• [SELECTED TEXT]
<<<<
Hence, both projects have provided the insight that strictly speaking cross-domain reuse of safety-related artefacts and components is not possible due to the vast differences between the safety standards. In what follows we will see that the notions of safety as a goal (often called the safety integrity level or SIL) are different from one domain to another. This can be justified. The safety assurance provided for a given system is specific to that system in its certified configuration and its certified application. This is often in contrast with the engineering practice. Engineers constantly build systems by reusing existing components and composing them into larger subsystems. This is not only driven by economic benefits, but it often increases the trust in a system because the risk for residual errors will be lower, at least if a qualification process for these components is in use. Nevertheless, engineering and safety standards contain relatively very few rules and guidelines on reusing components hampering the development of safe systems by composition.

Another system aspect that is emerging is lifecycle management. This aspect comes to the foreground as systems have increasingly longer lifetimes, whereby the components are more and more connected in a larger system. In addition, the lifetimes are such that individual components will be replaced or upgraded as they age or can be replaced with more novel, more efficient or more performant technologies. Typical examples are Internet Of Things, smart grids and infrastructure that becomes “smart” by using embedded electronics. The distinguishing feature is that a developed system can no longer be developed in isolation as it becomes part of a system of systems.

This paper analyzes why the current safety-driven approach is unsatisfactory for reaching trustworthiness as a lifecycle goal for systems. It introduces a new criterion called the assured reliability and resilience level (ARRL) that allows components to be reused in a normative way while preserving the safety integrity levels at the system level. The higher ARRL level break out of the component domain and define the system itself as a component in a larger system that includes it operating environment. ARRL-6 and -7 include the definition of a process that must be in place and aims at continuously improving the system. This property corresponds to the notion of antifragility as originally formulated as a qualitative concept by Taleb [7].
>>>>
• [RECORDED INFORMATION]
<<<<
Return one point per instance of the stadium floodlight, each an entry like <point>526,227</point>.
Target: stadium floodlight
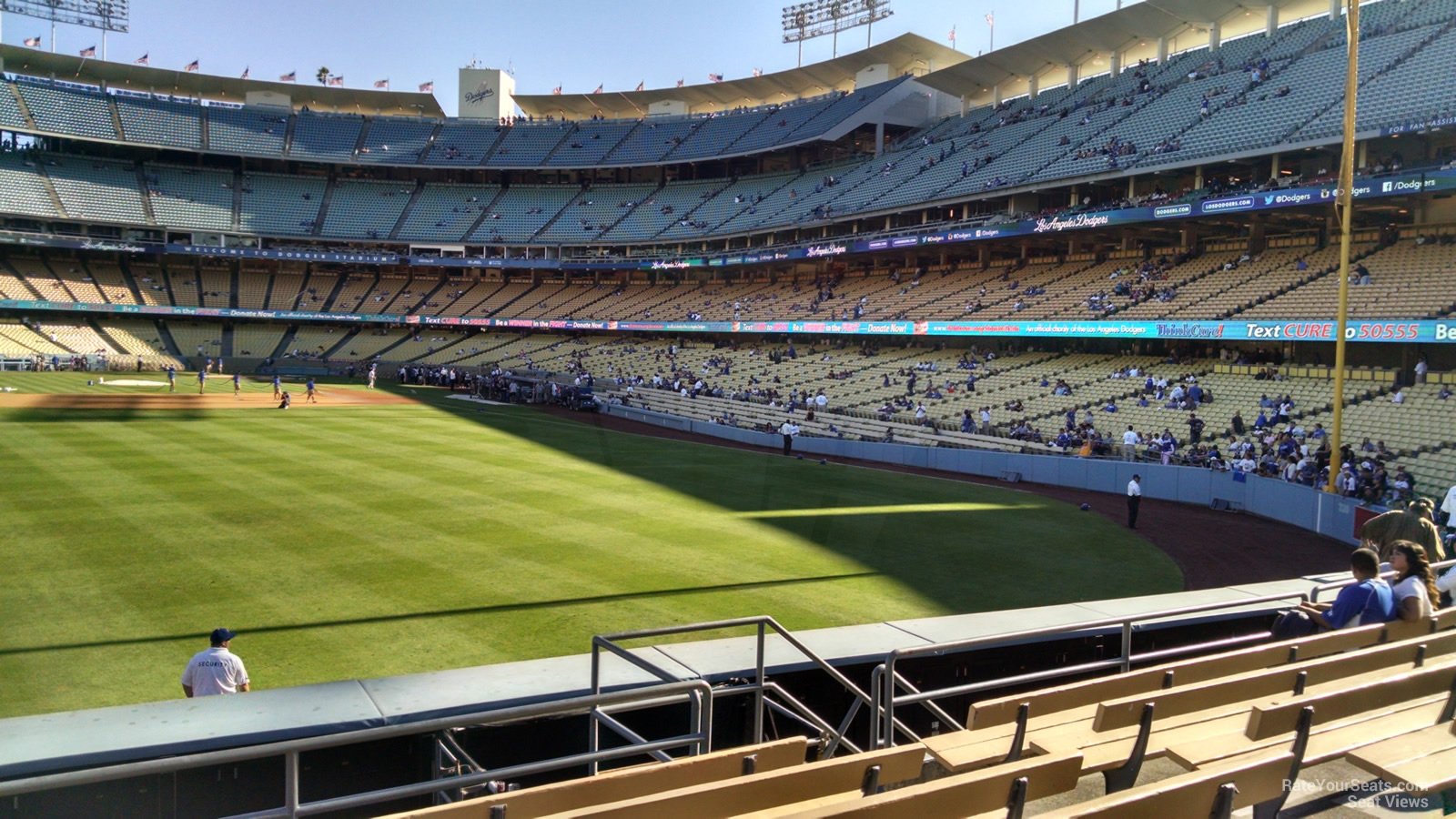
>>>>
• [REQUEST 1] In the passage on safety standards and component reuse, what does the abbreviation ARRL stand for?
• [REQUEST 2] Reproduce the passage on safety standards and component reuse word for word, starting at "This paper analyzes" and ending at "by Taleb [7].".
• [REQUEST 3] Write the next part of the passage on safety standards and component reuse, picking up after its final sentence.

• [TASK OUTPUT 1] The assured reliability and resilience level.

• [TASK OUTPUT 2]
This paper analyzes why the current safety-driven approach is unsatisfactory for reaching trustworthiness as a lifecycle goal for systems. It introduces a new criterion called the assured reliability and resilience level (ARRL) that allows components to be reused in a normative way while preserving the safety integrity levels at the system level. The higher ARRL level break out of the component domain and define the system itself as a component in a larger system that includes it operating environment. ARRL-6 and -7 include the definition of a process that must be in place and aims at continuously improving the system. This property corresponds to the notion of antifragility as originally formulated as a qualitative concept by Taleb [7].

• [TASK OUTPUT 3]
Table 1 Categorization of safety risks
Table 2 Approximate cross-domain mapping of safety integrity levels

2 Safety integrity levels

As safety is a critical property, it is no wonder that safety standards are perhaps the best examples of concrete systems engineering standards, even if safety is not the only property that is relevant for systems engineering projects. Most domains have their own safety standards partly for historical reasons, partly because the heuristic knowledge is very important or because the practice in the domain has become normative. We consider first the IEC 61508 standard, as this standard is relatively generic. It considers mainly programmable electronic systems (Functional Safety of Electrical/ Electronic/ Programmable Electronic Safety-related Systems (E/E/PE, or E/E/PES). The standard consists of 7 parts and prescribes 3-stage processes divided in 16 phases. The goal is to bring the risks to an acceptable level by applying safety functions. IEC 61508 starts from the principle that safety is never absolute; hence it considers the likelihood of a hazard (a situation posing a safety risk) and the severity of the consequences. A third element is the controllability. The combination of these three factors is used to determine a required SIL or Safety Integrity Level, categorized in 4 levels, SIL-1 being the lowest and SIL-4 being the highest. These levels correspond with normative allowed Probabilities of Failure per Hour and require corresponding Risk Reduction Factors that depend on the usage pattern (infrequent versus continuous). The risk reduction itself is achieved by a combination of reliability measures (higher quality), functional measures as well as assurance from following a more rigorous engineering process. The safety risks are in general classified in 4 classes, roughly each corresponding with a required SIL level whereby we added a SIL-0 for completeness. This classification can easily be extended to economic or financial risks. Note, that we use the term SIL as used in IEC 61508, while the table is meant to be domain independent (Table 1).

The SIL level is used as a directive to guide selecting the required architectural support and development process requirements. For example, SIL-4 imposes redundancy and positions the use of formal methods as highly recommended.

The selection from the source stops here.